- Required task: Can you copy out every one of the records below word for word, with nothing changed?

- Source material:
---------------

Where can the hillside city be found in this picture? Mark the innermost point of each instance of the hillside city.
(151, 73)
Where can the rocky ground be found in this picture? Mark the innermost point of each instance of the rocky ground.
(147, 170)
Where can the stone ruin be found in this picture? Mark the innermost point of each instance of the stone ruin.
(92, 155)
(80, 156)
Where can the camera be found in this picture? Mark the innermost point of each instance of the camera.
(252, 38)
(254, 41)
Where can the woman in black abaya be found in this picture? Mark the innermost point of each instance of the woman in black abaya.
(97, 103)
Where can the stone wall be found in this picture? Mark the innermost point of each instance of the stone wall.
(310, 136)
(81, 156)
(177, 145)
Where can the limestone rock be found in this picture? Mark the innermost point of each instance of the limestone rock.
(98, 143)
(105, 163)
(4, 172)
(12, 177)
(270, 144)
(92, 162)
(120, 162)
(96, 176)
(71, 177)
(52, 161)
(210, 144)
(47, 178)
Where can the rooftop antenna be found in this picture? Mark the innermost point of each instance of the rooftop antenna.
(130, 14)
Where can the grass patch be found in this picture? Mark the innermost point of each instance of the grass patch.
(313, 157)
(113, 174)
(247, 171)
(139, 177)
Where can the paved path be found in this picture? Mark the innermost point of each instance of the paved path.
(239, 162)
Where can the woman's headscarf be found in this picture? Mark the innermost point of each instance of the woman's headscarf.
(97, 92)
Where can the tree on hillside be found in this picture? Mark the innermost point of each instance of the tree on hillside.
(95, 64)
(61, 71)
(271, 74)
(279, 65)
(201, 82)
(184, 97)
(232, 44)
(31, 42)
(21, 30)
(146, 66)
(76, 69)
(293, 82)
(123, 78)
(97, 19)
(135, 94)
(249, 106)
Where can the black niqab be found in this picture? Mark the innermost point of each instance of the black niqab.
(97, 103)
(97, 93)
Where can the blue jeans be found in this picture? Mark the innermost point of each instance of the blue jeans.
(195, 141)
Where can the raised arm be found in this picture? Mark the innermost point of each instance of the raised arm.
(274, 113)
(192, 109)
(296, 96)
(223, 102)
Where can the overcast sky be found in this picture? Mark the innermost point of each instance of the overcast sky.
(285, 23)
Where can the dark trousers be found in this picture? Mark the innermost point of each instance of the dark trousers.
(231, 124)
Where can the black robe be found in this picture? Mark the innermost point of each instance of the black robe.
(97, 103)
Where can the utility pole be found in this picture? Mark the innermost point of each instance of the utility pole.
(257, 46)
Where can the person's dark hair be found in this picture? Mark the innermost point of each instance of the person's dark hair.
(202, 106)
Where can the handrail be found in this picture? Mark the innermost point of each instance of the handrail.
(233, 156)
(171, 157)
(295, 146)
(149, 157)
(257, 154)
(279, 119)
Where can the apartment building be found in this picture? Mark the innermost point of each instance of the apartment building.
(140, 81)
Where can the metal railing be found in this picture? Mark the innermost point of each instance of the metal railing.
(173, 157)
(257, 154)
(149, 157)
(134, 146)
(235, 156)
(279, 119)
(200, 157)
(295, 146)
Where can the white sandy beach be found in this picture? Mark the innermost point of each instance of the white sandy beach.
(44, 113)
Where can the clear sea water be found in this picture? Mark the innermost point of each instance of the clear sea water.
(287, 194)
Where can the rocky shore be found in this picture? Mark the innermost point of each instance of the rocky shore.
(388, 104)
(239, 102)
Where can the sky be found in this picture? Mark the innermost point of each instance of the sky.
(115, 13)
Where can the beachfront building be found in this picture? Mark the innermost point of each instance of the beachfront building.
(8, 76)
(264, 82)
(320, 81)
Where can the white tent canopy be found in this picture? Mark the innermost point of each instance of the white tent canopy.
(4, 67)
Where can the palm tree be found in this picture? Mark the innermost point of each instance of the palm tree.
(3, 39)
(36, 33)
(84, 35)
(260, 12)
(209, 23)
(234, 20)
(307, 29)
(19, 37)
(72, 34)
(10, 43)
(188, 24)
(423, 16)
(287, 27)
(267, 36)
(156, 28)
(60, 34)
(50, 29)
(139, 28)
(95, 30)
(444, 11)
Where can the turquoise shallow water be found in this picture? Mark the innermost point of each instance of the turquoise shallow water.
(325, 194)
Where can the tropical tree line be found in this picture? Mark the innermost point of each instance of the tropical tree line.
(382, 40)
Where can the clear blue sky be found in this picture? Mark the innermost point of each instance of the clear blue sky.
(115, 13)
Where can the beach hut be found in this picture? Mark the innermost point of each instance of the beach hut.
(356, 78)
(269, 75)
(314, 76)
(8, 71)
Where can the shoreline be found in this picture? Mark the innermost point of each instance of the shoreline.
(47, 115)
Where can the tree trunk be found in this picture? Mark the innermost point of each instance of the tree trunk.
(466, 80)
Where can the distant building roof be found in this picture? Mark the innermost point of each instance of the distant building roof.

---------------

- Final result:
Where can the hillside city be found in this picture? Mark the innermost point of each instance of the hillside city.
(151, 73)
Where can the rocky ground be found in this picture? Mark the innermost point of each instance of the rocky ground.
(147, 170)
Where can the stone ruin be found in this picture? Mark the innermost point of each instance of the stone ruin.
(92, 155)
(80, 156)
Where can the camera be found in this picture? Mark the innermost point of each instance of the camera.
(252, 38)
(254, 41)
Where can the woman in black abaya be found in this picture? Mark the innermost point of each instance of the woman in black abaya.
(97, 103)
Where can the stone wall be found in this picture? Mark the innermost point of each instance of the stone wall.
(310, 136)
(81, 156)
(177, 145)
Where can the limestone rock be found in this picture? Mark the innermost point of each instance of the limestone rock.
(98, 143)
(105, 163)
(4, 172)
(12, 177)
(270, 144)
(92, 162)
(120, 162)
(96, 176)
(71, 177)
(52, 161)
(210, 144)
(47, 178)
Where can the rooftop antenna be found in this picture? Mark the innermost point of each instance of the rooftop antenna.
(130, 14)
Where can the grass patch be found in this picture? Mark the innermost point of each instance of the grass patch.
(313, 157)
(113, 174)
(247, 171)
(139, 177)
Where can the paved path be found in this picture? Mark the innermost point of each instance of the paved path.
(239, 162)
Where can the woman's headscarf be found in this picture? Mark the innermost point of each instance of the woman's headscarf.
(97, 92)
Where can the tree on hillside be found in this picture? Mark the innermost point of each instance of the tree on hillside.
(95, 64)
(61, 71)
(271, 74)
(279, 65)
(201, 82)
(184, 97)
(232, 44)
(31, 42)
(21, 30)
(146, 66)
(76, 69)
(293, 82)
(123, 78)
(97, 19)
(135, 94)
(249, 106)
Where can the black niqab be found in this picture? Mark the innermost point of each instance of the black niqab.
(97, 103)
(97, 93)
Where can the blue jeans be found in this picture? Mark the innermost point of each instance of the blue jeans.
(195, 141)
Where can the raised arm be found in this picture? Mark the innermost point of each instance of the raised arm.
(274, 113)
(192, 109)
(296, 96)
(223, 102)
Where can the overcast sky be found in this picture? Mark the innermost point of each instance of the overcast sky.
(285, 23)
Where can the dark trousers be found in this picture? Mark the innermost point of each instance of the dark trousers.
(231, 124)
Where can the black robe be found in this picture? Mark the innermost point of each instance of the black robe.
(97, 103)
Where can the utility pole be found in this picture? Mark the innermost point of each instance of the utility pole.
(257, 46)
Where can the person's dark hair be found in this picture? Mark the innermost point of each instance of the person's dark hair.
(202, 106)
Where can the handrail be found in this picture? Mark the innermost point of each instance of the handrail.
(233, 156)
(171, 157)
(295, 146)
(149, 157)
(257, 154)
(279, 119)
Where can the apartment building be found in this picture? Mark the innermost point of each instance of the apartment building.
(140, 81)
Where can the metal railing be found in this picture? Mark the innermost point of each instance of the metal railing.
(173, 157)
(257, 154)
(149, 157)
(134, 146)
(235, 156)
(279, 119)
(200, 157)
(295, 146)
Where can the white sandy beach be found in this picture? Mark the innermost point of each instance of the white sandy beach.
(44, 113)
Where can the clear sea water be found in this picture? Mark the innermost point of each instance of the clear sea water.
(287, 194)
Where can the rocky shore be found in this picture? Mark the innermost point of each instance of the rocky shore.
(388, 104)
(239, 102)
Where can the sky be found in this picture? Mark the innermost point of each instance of the sky.
(115, 13)
Where can the beachfront building be found in this picture? Mark the innermost point of each instance of the beachfront building.
(8, 76)
(264, 82)
(320, 81)
Where can the white tent canopy be found in this picture? Mark the innermost point of each instance of the white tent canopy.
(4, 67)
Where can the palm tree be found in this picture? Mark the innermost point of each instance of the palm tree.
(3, 39)
(36, 33)
(84, 35)
(260, 12)
(209, 23)
(234, 20)
(307, 29)
(19, 37)
(72, 34)
(10, 43)
(188, 24)
(423, 16)
(287, 27)
(267, 36)
(156, 28)
(60, 34)
(50, 29)
(139, 28)
(95, 30)
(444, 11)
Where can the turquoise shallow water be found in this picture? Mark the innermost point of each instance of the turquoise shallow water.
(325, 194)
Where can the tropical tree line be found in this picture? Mark the innermost point of each instance of the tropical tree line.
(382, 40)
Where can the clear blue sky be found in this picture? Mark the innermost point of each instance of the clear blue sky.
(115, 13)
Where can the beach hut be found in this picture? Mark the innermost point of each instance of the beach hut.
(356, 78)
(269, 75)
(314, 76)
(8, 71)
Where can the shoreline be found in this picture? Mark the innermost point of each instance of the shoreline.
(47, 115)
Where can the tree trunk be found in this picture? Mark the innermost point of each instance of the tree trunk.
(466, 80)
Where can the distant building roof be found in this picture? Mark the innermost point of each instance of the distant building roof.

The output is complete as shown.